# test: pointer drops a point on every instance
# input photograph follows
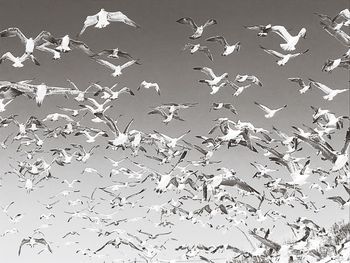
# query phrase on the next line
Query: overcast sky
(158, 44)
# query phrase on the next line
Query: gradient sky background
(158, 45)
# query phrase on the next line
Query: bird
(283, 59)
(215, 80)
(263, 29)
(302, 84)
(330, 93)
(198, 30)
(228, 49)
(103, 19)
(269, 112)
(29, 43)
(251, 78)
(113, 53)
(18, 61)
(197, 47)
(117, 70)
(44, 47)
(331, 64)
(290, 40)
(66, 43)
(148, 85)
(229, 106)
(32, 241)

◆ ◆ ◆ ◆ ◆

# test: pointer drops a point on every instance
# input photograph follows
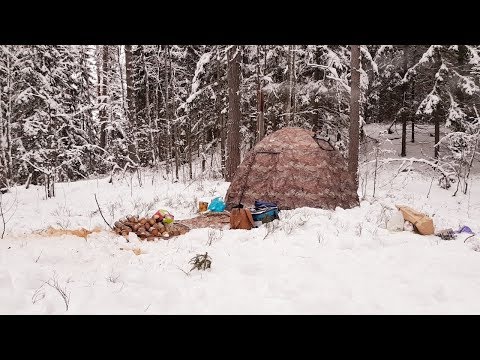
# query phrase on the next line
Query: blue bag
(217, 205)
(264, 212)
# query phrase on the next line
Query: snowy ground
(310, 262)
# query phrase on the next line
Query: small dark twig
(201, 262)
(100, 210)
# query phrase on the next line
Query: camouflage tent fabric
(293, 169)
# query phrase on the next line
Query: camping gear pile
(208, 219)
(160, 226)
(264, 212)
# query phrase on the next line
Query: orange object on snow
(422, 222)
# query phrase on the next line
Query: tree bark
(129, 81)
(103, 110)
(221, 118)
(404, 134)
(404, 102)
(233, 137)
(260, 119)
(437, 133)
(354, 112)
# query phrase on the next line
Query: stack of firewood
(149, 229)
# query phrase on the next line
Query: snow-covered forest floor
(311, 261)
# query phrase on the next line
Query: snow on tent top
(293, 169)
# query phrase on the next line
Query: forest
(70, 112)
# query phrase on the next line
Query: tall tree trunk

◆ ◆ ◆ ◆ ◆

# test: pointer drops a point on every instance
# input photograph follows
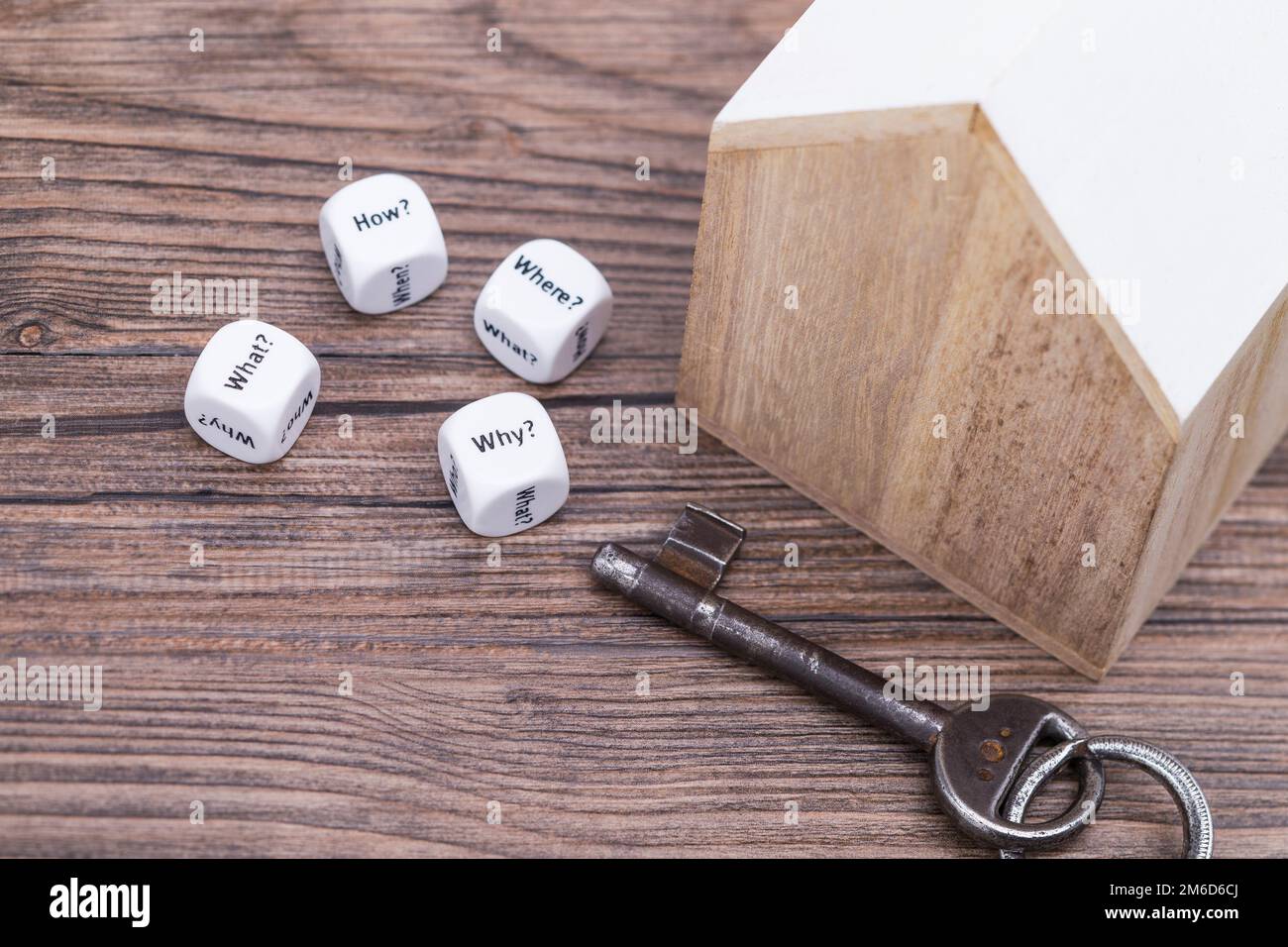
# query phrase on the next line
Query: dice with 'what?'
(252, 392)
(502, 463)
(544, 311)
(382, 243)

◆ ◆ ◆ ◆ ◆

What this task involves:
How many lines in the rows above contain the string "tree", with case counting? Reply with the number only.

Task output:
2